Requirement ::
Copy the rows below exactly, starting with the line that contains "Target: green tree line" and continuing through the end of the rows.

Dataset extract ::
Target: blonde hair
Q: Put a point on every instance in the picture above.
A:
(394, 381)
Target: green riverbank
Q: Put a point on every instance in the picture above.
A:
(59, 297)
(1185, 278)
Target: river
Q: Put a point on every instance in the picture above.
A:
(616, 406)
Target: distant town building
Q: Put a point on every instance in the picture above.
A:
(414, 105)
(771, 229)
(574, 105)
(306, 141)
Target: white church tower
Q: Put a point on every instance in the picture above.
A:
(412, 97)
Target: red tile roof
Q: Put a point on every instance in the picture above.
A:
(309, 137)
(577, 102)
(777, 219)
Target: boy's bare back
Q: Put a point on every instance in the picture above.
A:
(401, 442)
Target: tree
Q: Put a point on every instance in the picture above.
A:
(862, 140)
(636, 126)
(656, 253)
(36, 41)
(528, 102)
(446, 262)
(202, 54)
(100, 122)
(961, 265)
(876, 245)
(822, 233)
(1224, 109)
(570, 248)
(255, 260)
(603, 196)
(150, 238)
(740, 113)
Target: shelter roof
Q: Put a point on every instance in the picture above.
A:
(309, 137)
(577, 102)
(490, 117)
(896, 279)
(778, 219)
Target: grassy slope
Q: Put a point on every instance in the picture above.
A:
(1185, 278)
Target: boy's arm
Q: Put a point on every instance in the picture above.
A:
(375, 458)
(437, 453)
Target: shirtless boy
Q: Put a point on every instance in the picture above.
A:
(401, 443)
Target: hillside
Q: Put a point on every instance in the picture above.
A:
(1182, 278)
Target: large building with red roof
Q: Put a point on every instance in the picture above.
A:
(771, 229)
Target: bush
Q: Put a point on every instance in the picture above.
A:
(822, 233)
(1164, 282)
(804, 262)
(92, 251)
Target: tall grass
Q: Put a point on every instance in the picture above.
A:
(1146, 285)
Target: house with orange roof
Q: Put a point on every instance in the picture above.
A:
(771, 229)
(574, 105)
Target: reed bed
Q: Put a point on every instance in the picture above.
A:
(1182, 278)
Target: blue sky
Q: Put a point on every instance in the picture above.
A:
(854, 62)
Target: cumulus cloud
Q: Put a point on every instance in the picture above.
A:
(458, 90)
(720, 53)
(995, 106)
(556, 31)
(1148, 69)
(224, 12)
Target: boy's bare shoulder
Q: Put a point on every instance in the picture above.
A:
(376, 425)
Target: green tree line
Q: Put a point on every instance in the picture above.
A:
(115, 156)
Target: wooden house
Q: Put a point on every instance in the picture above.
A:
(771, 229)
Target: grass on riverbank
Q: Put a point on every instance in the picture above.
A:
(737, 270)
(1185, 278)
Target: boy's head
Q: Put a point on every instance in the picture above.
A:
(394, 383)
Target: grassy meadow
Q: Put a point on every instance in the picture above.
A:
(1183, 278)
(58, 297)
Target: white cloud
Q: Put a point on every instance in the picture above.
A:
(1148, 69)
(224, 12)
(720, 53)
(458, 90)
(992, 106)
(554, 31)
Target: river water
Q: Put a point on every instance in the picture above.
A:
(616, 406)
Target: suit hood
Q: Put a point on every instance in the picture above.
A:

Expected answer ::
Target: green tree line
Q: Put a point on every instance in the picture above.
A:
(115, 156)
Target: wooden house
Q: Put a point on every instance in the picture above.
A:
(771, 229)
Target: grass on riverbank
Q: Put a point on every instance in the picture above.
A:
(737, 270)
(1185, 278)
Target: boy's head
Q: Put a point on every instance in the picture above.
A:
(394, 383)
Target: grassy meadow
Q: Put a point on every instance in the picture above.
A:
(1183, 278)
(58, 297)
Target: white cloud
Q: Put a point on every instance in the picture above.
A:
(1148, 69)
(224, 12)
(720, 53)
(458, 90)
(992, 106)
(554, 31)
Target: river water
Q: Put a point on every instance in the picture above.
A:
(616, 406)
Target: suit hood
Q: Put a point on every instance in the picture above.
A:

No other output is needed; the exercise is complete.